Given passage |
* * *

First edition of this important work, cf. Krivatsy 588. Garrison-Morton 1673, 5047 and 5085.
Full stiff ivory vellum, spine with four raised bands, the author’s name handwritten in black ink, one defect on the fourth band, blind-tooled rolls on the caps, gilt fillets highlighting the raised bands and framing the boards, small vellum losses on the covers, losses at the corners of the first and last blanks, red sprinkled edges, contemporary binding.
Bound after this work are three other treatises by Guillaume de Baillou, all printed by Quesnel in 1640. Krivatsy, who describes a volume composed in the same manner as ours, suggests that this collection may have been published in this form.
We provide below the description of the other pieces:
- Definitiorum medicarum liber. (Title in red and black, 9 unnumbered ff., 108 pp. and 4 unnumbered ff. The title and preliminary leaves have been bound by mistake after the preliminaries of the first work).
Cf. Krivatsy 587. Garrison-Morton 6796.
First edition published in 1639, with cancel title dated 1640. "A glossary of Hippocratic terms" [Garrison-Morton].

* * *

Check your understanding |
1. From the book description, copy word for word the part that opens with the words containing "Full stiff ivory" and closes with "in this form.".
2. According to the book description, who printed the three other treatises by Guillaume de Baillou that are bound after the first work?
3. For each statement below, say whether it agrees with the book description. Answer yes or no and quote the words of the description that decide it.
(a) The volume is in a contemporary binding.
(b) The edges of the volume are gilt.
(c) The first edition of the Definitiorum medicarum liber was published in 1639.

* * *

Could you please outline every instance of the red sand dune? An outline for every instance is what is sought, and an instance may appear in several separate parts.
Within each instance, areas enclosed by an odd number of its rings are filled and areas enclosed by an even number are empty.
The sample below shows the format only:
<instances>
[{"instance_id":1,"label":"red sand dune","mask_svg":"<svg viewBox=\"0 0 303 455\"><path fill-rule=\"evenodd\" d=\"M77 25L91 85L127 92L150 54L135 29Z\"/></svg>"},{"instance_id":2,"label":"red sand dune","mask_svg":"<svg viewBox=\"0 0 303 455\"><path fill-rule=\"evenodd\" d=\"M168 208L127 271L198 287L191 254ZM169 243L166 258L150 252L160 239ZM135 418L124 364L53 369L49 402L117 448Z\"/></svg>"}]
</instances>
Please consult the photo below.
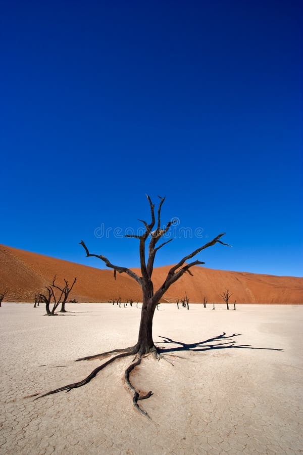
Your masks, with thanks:
<instances>
[{"instance_id":1,"label":"red sand dune","mask_svg":"<svg viewBox=\"0 0 303 455\"><path fill-rule=\"evenodd\" d=\"M0 245L0 291L7 289L7 301L32 302L35 293L42 291L55 275L58 283L66 278L77 281L71 298L80 302L104 302L119 296L122 302L141 298L139 285L125 274L82 265L62 259ZM163 282L170 266L155 268L155 288ZM134 269L139 273L139 269ZM164 295L164 302L173 302L185 293L192 303L206 297L209 302L222 303L220 294L226 288L232 293L231 302L238 303L303 303L303 278L276 277L244 272L193 267L193 277L185 274Z\"/></svg>"}]
</instances>

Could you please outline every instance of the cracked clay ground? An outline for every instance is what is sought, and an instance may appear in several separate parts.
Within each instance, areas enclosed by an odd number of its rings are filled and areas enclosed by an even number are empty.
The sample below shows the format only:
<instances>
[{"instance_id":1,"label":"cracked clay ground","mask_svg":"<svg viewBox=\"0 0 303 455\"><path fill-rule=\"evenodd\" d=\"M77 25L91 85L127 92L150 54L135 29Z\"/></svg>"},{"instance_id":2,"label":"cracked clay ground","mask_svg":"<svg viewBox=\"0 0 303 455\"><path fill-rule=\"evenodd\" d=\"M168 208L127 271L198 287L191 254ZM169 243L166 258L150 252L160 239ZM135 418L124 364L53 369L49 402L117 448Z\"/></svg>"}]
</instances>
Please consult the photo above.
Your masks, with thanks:
<instances>
[{"instance_id":1,"label":"cracked clay ground","mask_svg":"<svg viewBox=\"0 0 303 455\"><path fill-rule=\"evenodd\" d=\"M167 357L173 367L148 357L132 374L138 390L154 393L139 402L149 421L124 383L130 358L68 393L30 396L100 361L77 357L134 344L139 309L70 304L76 312L49 317L41 307L3 303L0 453L302 453L303 306L208 306L156 312L155 341L178 356Z\"/></svg>"}]
</instances>

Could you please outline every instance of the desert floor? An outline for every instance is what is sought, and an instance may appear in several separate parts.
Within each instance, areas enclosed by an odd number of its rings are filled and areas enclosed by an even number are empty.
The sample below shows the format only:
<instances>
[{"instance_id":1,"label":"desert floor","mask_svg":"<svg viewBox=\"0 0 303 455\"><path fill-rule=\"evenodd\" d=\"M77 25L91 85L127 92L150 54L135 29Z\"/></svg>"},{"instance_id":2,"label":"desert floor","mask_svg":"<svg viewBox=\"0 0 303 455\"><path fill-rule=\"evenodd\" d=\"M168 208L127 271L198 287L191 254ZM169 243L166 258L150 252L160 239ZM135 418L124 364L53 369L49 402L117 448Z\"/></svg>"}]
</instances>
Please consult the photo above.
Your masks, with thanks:
<instances>
[{"instance_id":1,"label":"desert floor","mask_svg":"<svg viewBox=\"0 0 303 455\"><path fill-rule=\"evenodd\" d=\"M148 356L131 377L154 393L139 402L150 421L124 382L130 357L67 394L30 396L82 379L101 361L78 357L136 341L135 305L67 309L47 317L28 303L0 308L2 454L303 451L303 306L161 304L154 340L174 366Z\"/></svg>"}]
</instances>

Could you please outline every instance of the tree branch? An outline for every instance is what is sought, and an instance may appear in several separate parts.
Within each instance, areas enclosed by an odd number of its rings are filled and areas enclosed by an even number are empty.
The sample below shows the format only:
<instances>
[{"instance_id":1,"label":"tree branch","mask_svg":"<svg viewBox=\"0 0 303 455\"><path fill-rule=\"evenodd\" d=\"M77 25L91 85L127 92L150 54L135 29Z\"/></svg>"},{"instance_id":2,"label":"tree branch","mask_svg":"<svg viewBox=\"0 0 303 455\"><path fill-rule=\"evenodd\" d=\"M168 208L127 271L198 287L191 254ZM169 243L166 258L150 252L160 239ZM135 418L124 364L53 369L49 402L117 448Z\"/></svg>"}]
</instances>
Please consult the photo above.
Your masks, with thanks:
<instances>
[{"instance_id":1,"label":"tree branch","mask_svg":"<svg viewBox=\"0 0 303 455\"><path fill-rule=\"evenodd\" d=\"M117 270L117 271L119 274L125 273L127 274L128 275L129 275L130 277L131 277L132 278L133 278L137 283L138 283L140 286L142 285L142 278L141 277L139 277L136 274L135 274L132 270L130 270L129 268L127 268L126 267L120 267L119 265L114 265L113 264L112 264L111 262L110 262L107 257L106 257L105 256L103 256L102 254L92 254L89 253L87 247L84 243L83 240L81 240L80 242L79 245L82 245L83 248L85 250L86 253L86 256L87 257L97 257L98 259L100 259L102 261L103 261L106 264L106 265L109 267L110 268L113 268L114 270Z\"/></svg>"}]
</instances>

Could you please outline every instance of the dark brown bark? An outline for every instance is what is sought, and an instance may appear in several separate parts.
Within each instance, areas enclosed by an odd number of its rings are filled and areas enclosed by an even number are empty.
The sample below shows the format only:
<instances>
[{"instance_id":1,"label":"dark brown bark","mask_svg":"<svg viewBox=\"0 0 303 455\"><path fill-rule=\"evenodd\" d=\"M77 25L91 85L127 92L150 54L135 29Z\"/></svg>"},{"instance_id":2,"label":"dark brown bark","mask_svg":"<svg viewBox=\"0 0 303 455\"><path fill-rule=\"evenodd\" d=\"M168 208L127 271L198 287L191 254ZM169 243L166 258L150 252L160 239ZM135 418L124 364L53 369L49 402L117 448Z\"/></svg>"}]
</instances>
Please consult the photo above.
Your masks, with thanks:
<instances>
[{"instance_id":1,"label":"dark brown bark","mask_svg":"<svg viewBox=\"0 0 303 455\"><path fill-rule=\"evenodd\" d=\"M226 304L226 307L227 308L227 309L229 309L229 306L228 305L228 300L229 300L229 299L232 295L232 294L231 294L230 293L228 289L226 289L224 291L224 292L223 292L223 294L220 294L220 295L222 297L223 300L224 301L224 302L225 302L225 303Z\"/></svg>"},{"instance_id":2,"label":"dark brown bark","mask_svg":"<svg viewBox=\"0 0 303 455\"><path fill-rule=\"evenodd\" d=\"M53 280L53 284L52 285L52 286L54 288L55 288L56 289L59 289L59 290L61 292L61 295L60 296L60 299L59 299L59 301L58 301L58 305L57 305L57 306L59 305L59 304L60 303L60 300L61 299L62 299L62 301L61 302L61 308L60 308L60 313L66 313L66 310L65 309L65 304L66 303L66 302L67 301L67 299L68 298L68 296L69 296L70 292L71 292L73 288L74 287L74 285L75 285L75 283L77 281L77 277L75 277L75 278L74 279L74 281L73 282L73 283L72 283L71 286L70 287L70 288L69 286L68 282L67 281L67 280L66 280L65 279L65 278L64 279L64 281L65 282L65 285L64 286L63 286L63 288L61 288L58 285L56 284L56 275L55 275L55 276Z\"/></svg>"},{"instance_id":3,"label":"dark brown bark","mask_svg":"<svg viewBox=\"0 0 303 455\"><path fill-rule=\"evenodd\" d=\"M6 290L4 292L0 292L0 306L2 306L2 302L3 301L3 299L8 293L8 291Z\"/></svg>"},{"instance_id":4,"label":"dark brown bark","mask_svg":"<svg viewBox=\"0 0 303 455\"><path fill-rule=\"evenodd\" d=\"M159 197L160 197L159 196ZM144 398L147 398L148 396L150 396L152 393L151 392L148 392L146 395L143 397L140 397L139 396L139 393L136 392L131 384L131 383L130 383L129 376L130 372L136 366L139 365L141 362L142 356L144 354L148 354L149 352L153 352L155 354L155 356L158 358L163 357L161 354L158 352L157 348L155 345L153 339L153 320L156 307L159 304L162 297L169 288L174 283L177 281L177 280L180 278L185 272L188 272L191 275L192 274L189 270L189 269L191 267L194 265L200 265L205 263L204 262L197 260L190 262L188 262L188 259L190 259L205 248L212 246L216 243L220 243L222 245L227 245L227 244L223 243L223 242L220 240L222 236L224 235L224 233L221 234L213 239L213 240L208 242L203 246L198 248L190 254L184 256L184 257L183 257L177 264L173 266L173 267L170 268L166 278L162 286L155 292L153 281L152 280L152 276L153 274L154 263L156 253L160 248L169 243L173 239L171 239L163 242L159 246L157 246L157 245L159 241L168 232L170 226L175 222L175 220L173 219L169 221L164 229L162 229L161 228L161 207L165 198L160 197L161 200L158 206L157 219L156 220L155 214L155 206L152 203L150 197L147 196L147 198L150 209L150 222L148 224L143 220L140 220L140 221L143 223L145 228L145 231L142 235L126 236L126 237L127 237L134 238L139 241L139 254L141 276L139 276L129 268L125 267L121 267L112 264L107 257L102 254L90 253L88 249L83 241L81 240L80 242L80 244L85 250L86 256L87 257L97 257L103 261L108 267L114 269L114 277L115 279L116 279L117 272L119 274L125 273L135 280L141 287L142 293L142 306L141 308L141 320L137 343L134 346L128 348L126 349L114 350L114 351L104 353L102 354L90 356L89 357L83 357L82 359L88 359L88 358L95 358L107 355L111 355L112 353L114 353L114 352L121 352L121 353L119 353L118 355L116 355L110 360L105 362L102 365L100 366L100 367L95 369L90 375L87 376L86 378L84 378L82 381L72 384L69 384L63 387L60 387L55 390L49 392L48 393L45 394L42 396L55 393L63 390L69 391L72 388L81 387L82 385L89 382L92 378L94 378L96 376L98 372L100 371L107 365L115 361L116 359L120 358L128 355L136 354L138 357L136 362L133 363L132 365L127 369L125 372L126 382L129 387L130 387L133 392L134 392L133 402L135 406L137 407L137 408L138 408L137 401L138 399L143 399ZM149 240L149 245L148 254L146 260L145 258L145 243L147 240ZM120 299L120 298L118 299L118 301L117 301L117 304L118 303L119 300L121 304L121 299ZM130 304L131 306L132 306L132 301L131 301L131 303ZM187 308L189 309L189 299L188 299L187 295L186 295L184 302L186 302L185 304L187 304ZM137 303L137 307L138 306L138 302ZM114 301L113 301L113 304L114 303ZM178 306L178 302L177 302L177 305ZM214 305L214 308L215 307ZM128 382L127 382L127 381L128 381ZM142 412L142 414L144 415L147 415L145 412L143 412L143 410L141 410L140 408L139 409L140 412Z\"/></svg>"}]
</instances>

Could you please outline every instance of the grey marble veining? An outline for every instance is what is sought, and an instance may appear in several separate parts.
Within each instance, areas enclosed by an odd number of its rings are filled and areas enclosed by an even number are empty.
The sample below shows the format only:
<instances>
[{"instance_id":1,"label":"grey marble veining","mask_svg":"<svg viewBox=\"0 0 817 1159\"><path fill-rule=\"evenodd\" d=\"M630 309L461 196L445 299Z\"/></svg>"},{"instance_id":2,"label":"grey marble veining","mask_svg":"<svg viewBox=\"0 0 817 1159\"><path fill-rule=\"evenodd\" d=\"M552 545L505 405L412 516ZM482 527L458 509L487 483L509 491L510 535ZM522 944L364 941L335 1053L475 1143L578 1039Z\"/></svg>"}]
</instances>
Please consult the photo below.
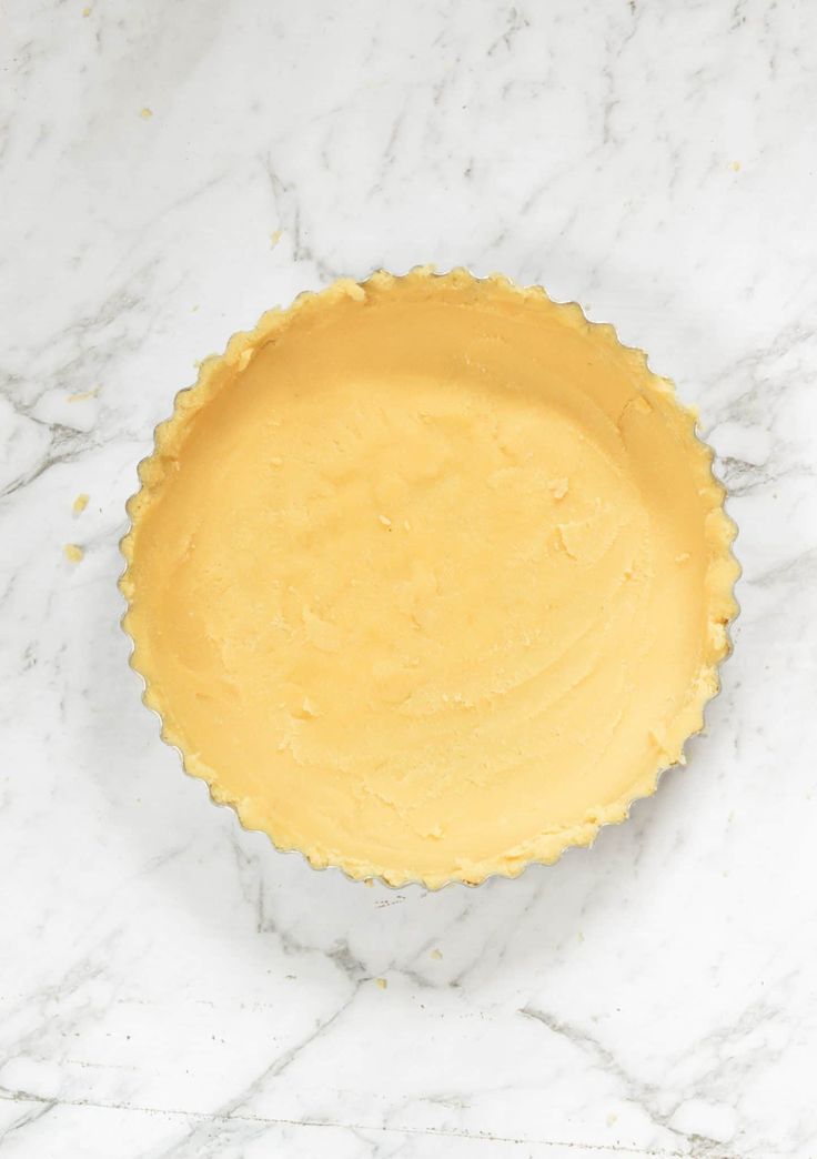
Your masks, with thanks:
<instances>
[{"instance_id":1,"label":"grey marble veining","mask_svg":"<svg viewBox=\"0 0 817 1159\"><path fill-rule=\"evenodd\" d=\"M5 17L0 1152L814 1159L815 6ZM194 362L417 262L542 282L647 349L700 408L744 567L688 767L591 852L436 895L213 809L116 591Z\"/></svg>"}]
</instances>

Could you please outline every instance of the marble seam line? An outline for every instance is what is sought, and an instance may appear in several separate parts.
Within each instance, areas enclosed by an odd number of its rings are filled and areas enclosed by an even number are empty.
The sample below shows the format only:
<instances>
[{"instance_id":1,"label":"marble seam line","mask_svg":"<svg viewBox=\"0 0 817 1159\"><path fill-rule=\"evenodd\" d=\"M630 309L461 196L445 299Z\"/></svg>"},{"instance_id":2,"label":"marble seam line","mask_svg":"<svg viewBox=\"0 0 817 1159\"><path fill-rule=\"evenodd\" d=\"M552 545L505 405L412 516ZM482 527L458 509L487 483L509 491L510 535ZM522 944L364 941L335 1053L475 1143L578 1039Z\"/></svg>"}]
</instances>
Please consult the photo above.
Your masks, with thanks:
<instances>
[{"instance_id":1,"label":"marble seam line","mask_svg":"<svg viewBox=\"0 0 817 1159\"><path fill-rule=\"evenodd\" d=\"M668 1151L665 1149L644 1149L644 1147L632 1147L625 1144L618 1143L572 1143L563 1142L561 1139L533 1139L525 1138L520 1136L511 1135L494 1135L489 1132L479 1131L458 1131L451 1128L436 1128L436 1127L385 1127L380 1123L343 1123L335 1120L320 1120L320 1118L284 1118L275 1117L271 1115L251 1115L251 1114L227 1114L227 1115L207 1115L205 1111L200 1110L178 1110L175 1108L163 1108L163 1107L144 1107L138 1103L118 1103L118 1102L99 1102L92 1099L51 1099L48 1095L38 1095L28 1091L0 1091L0 1101L3 1102L27 1102L37 1103L45 1107L75 1107L78 1109L87 1110L121 1110L129 1111L138 1115L154 1115L156 1117L165 1118L185 1118L194 1120L200 1123L212 1123L213 1125L219 1123L255 1123L269 1127L304 1127L304 1128L319 1128L328 1127L335 1128L336 1130L344 1131L378 1131L384 1135L409 1135L409 1136L430 1136L446 1138L446 1139L469 1139L474 1143L510 1143L515 1146L537 1146L537 1147L571 1147L577 1151L597 1151L599 1154L605 1153L625 1153L644 1156L647 1159L691 1159L688 1151ZM23 1124L24 1125L24 1124ZM0 1140L3 1135L8 1131L0 1134ZM734 1152L722 1151L717 1159L741 1159L739 1156ZM782 1152L767 1152L766 1159L783 1159Z\"/></svg>"}]
</instances>

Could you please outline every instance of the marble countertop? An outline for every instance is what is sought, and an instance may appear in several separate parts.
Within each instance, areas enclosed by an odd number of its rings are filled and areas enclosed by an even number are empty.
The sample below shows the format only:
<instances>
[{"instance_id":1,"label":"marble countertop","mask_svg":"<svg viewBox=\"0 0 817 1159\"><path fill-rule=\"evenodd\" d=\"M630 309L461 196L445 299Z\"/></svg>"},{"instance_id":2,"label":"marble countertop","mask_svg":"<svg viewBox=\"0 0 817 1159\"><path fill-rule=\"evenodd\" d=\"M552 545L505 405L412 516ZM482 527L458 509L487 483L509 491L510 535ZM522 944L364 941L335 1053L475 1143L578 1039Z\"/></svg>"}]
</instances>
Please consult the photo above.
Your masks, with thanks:
<instances>
[{"instance_id":1,"label":"marble countertop","mask_svg":"<svg viewBox=\"0 0 817 1159\"><path fill-rule=\"evenodd\" d=\"M3 1159L812 1159L817 7L5 8ZM688 767L592 851L439 894L214 809L116 590L196 359L418 262L645 348L700 407L744 568Z\"/></svg>"}]
</instances>

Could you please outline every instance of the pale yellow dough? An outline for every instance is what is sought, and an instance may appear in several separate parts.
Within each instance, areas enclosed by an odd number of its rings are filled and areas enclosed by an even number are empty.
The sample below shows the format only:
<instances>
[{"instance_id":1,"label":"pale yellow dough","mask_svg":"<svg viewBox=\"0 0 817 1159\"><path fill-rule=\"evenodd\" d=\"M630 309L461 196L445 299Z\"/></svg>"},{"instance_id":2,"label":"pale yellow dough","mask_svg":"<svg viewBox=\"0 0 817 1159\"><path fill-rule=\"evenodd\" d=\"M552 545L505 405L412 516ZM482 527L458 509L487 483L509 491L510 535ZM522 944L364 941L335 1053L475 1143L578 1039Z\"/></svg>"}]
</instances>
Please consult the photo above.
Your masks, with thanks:
<instances>
[{"instance_id":1,"label":"pale yellow dough","mask_svg":"<svg viewBox=\"0 0 817 1159\"><path fill-rule=\"evenodd\" d=\"M122 588L165 736L316 866L553 861L683 759L737 564L694 417L575 305L380 274L178 396Z\"/></svg>"}]
</instances>

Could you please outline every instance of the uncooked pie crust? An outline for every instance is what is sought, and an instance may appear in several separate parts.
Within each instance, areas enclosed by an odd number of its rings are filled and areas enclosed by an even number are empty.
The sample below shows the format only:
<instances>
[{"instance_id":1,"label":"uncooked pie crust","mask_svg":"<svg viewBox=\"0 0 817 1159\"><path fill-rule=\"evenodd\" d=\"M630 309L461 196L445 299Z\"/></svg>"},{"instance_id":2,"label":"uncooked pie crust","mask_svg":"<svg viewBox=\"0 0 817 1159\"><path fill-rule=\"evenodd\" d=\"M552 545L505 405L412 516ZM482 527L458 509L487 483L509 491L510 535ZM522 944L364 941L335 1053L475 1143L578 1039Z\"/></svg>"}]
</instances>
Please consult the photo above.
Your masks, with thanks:
<instances>
[{"instance_id":1,"label":"uncooked pie crust","mask_svg":"<svg viewBox=\"0 0 817 1159\"><path fill-rule=\"evenodd\" d=\"M438 887L588 845L683 761L736 613L695 418L575 304L377 274L235 335L123 541L145 700L316 867Z\"/></svg>"}]
</instances>

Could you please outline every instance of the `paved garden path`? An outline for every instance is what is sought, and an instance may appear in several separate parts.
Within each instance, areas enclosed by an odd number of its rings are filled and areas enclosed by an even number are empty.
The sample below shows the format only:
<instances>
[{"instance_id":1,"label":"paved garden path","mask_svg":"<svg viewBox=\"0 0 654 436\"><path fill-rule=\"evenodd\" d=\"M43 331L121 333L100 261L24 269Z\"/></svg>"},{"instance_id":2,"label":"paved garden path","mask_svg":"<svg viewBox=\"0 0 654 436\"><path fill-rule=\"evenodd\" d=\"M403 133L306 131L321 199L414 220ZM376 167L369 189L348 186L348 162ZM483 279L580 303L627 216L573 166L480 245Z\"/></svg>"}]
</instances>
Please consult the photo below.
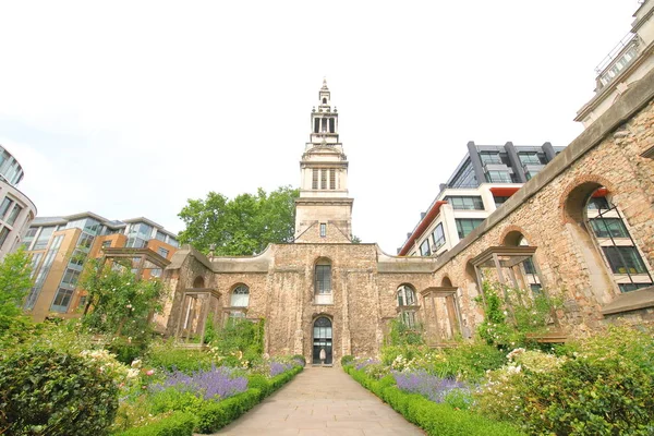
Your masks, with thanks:
<instances>
[{"instance_id":1,"label":"paved garden path","mask_svg":"<svg viewBox=\"0 0 654 436\"><path fill-rule=\"evenodd\" d=\"M216 435L424 435L338 367L306 367Z\"/></svg>"}]
</instances>

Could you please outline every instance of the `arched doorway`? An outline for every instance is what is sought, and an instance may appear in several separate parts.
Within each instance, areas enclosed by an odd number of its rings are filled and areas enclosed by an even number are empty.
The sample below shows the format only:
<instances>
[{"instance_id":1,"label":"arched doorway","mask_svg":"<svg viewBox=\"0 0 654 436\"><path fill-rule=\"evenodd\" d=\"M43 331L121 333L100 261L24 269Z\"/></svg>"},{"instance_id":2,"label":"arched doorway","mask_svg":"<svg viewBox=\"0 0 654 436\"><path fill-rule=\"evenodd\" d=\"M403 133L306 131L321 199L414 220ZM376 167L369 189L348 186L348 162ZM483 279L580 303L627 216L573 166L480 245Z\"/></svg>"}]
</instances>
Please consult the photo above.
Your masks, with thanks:
<instances>
[{"instance_id":1,"label":"arched doorway","mask_svg":"<svg viewBox=\"0 0 654 436\"><path fill-rule=\"evenodd\" d=\"M320 350L325 350L325 364L331 365L331 319L320 316L314 322L313 358L314 365L320 364Z\"/></svg>"}]
</instances>

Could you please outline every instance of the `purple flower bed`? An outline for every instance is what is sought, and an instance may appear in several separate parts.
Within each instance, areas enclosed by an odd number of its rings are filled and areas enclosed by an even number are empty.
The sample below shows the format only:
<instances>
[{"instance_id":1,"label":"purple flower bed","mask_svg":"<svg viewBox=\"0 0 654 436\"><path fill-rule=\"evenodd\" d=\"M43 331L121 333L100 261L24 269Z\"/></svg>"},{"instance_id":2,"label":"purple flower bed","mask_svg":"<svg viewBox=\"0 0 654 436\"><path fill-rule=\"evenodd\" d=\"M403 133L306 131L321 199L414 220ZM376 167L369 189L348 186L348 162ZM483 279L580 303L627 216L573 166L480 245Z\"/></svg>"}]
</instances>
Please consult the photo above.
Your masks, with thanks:
<instances>
[{"instance_id":1,"label":"purple flower bed","mask_svg":"<svg viewBox=\"0 0 654 436\"><path fill-rule=\"evenodd\" d=\"M356 362L356 364L354 365L354 368L359 371L359 370L365 368L368 365L376 365L377 363L379 363L378 360L371 358L371 359L366 359L365 361Z\"/></svg>"},{"instance_id":2,"label":"purple flower bed","mask_svg":"<svg viewBox=\"0 0 654 436\"><path fill-rule=\"evenodd\" d=\"M447 392L453 389L469 390L467 384L453 378L440 378L426 371L392 372L398 388L405 392L420 393L434 402L443 402Z\"/></svg>"},{"instance_id":3,"label":"purple flower bed","mask_svg":"<svg viewBox=\"0 0 654 436\"><path fill-rule=\"evenodd\" d=\"M225 399L247 390L245 377L234 377L234 371L227 366L211 366L209 371L196 371L191 375L180 371L169 373L166 379L150 389L155 392L175 388L182 392L191 392L205 400Z\"/></svg>"}]
</instances>

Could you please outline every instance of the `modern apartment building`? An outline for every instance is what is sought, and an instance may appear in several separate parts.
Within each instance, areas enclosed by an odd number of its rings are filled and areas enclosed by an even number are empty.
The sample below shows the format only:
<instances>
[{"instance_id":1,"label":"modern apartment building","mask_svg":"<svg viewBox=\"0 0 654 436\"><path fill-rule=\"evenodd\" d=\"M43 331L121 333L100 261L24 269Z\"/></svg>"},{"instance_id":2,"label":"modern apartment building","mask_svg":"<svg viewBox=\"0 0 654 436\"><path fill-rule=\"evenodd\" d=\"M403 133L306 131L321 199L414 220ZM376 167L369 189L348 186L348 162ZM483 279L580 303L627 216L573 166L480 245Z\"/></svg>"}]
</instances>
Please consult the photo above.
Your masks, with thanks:
<instances>
[{"instance_id":1,"label":"modern apartment building","mask_svg":"<svg viewBox=\"0 0 654 436\"><path fill-rule=\"evenodd\" d=\"M16 185L23 180L19 161L0 146L0 259L16 249L36 216L36 206Z\"/></svg>"},{"instance_id":2,"label":"modern apartment building","mask_svg":"<svg viewBox=\"0 0 654 436\"><path fill-rule=\"evenodd\" d=\"M86 294L77 288L84 263L100 257L104 249L133 249L132 269L145 269L144 278L161 274L157 265L136 265L143 249L156 258L170 259L179 246L177 235L147 218L108 220L90 211L65 217L38 217L22 244L32 255L34 287L24 308L35 320L50 314L77 316Z\"/></svg>"},{"instance_id":3,"label":"modern apartment building","mask_svg":"<svg viewBox=\"0 0 654 436\"><path fill-rule=\"evenodd\" d=\"M400 256L438 256L465 238L564 149L476 145L468 153L400 249Z\"/></svg>"},{"instance_id":4,"label":"modern apartment building","mask_svg":"<svg viewBox=\"0 0 654 436\"><path fill-rule=\"evenodd\" d=\"M633 14L631 31L595 68L595 95L574 118L584 128L606 112L633 83L654 66L654 0L643 0L640 3Z\"/></svg>"}]
</instances>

* * *

Written responses |
1.
Full stiff ivory vellum, spine with four raised bands, the author’s name handwritten in black ink, one defect on the fourth band, blind-tooled rolls on the caps, gilt fillets highlighting the raised bands and framing the boards, small vellum losses on the covers, losses at the corners of the first and last blanks, red sprinkled edges, contemporary binding.
Bound after this work are three other treatises by Guillaume de Baillou, all printed by Quesnel in 1640. Krivatsy, who describes a volume composed in the same manner as ours, suggests that this collection may have been published in this form.

2. Quesnel printed them.

3.
(a) Yes: "contemporary binding".
(b) No: "red sprinkled edges".
(c) Yes: "First edition published in 1639, with cancel title dated 1640."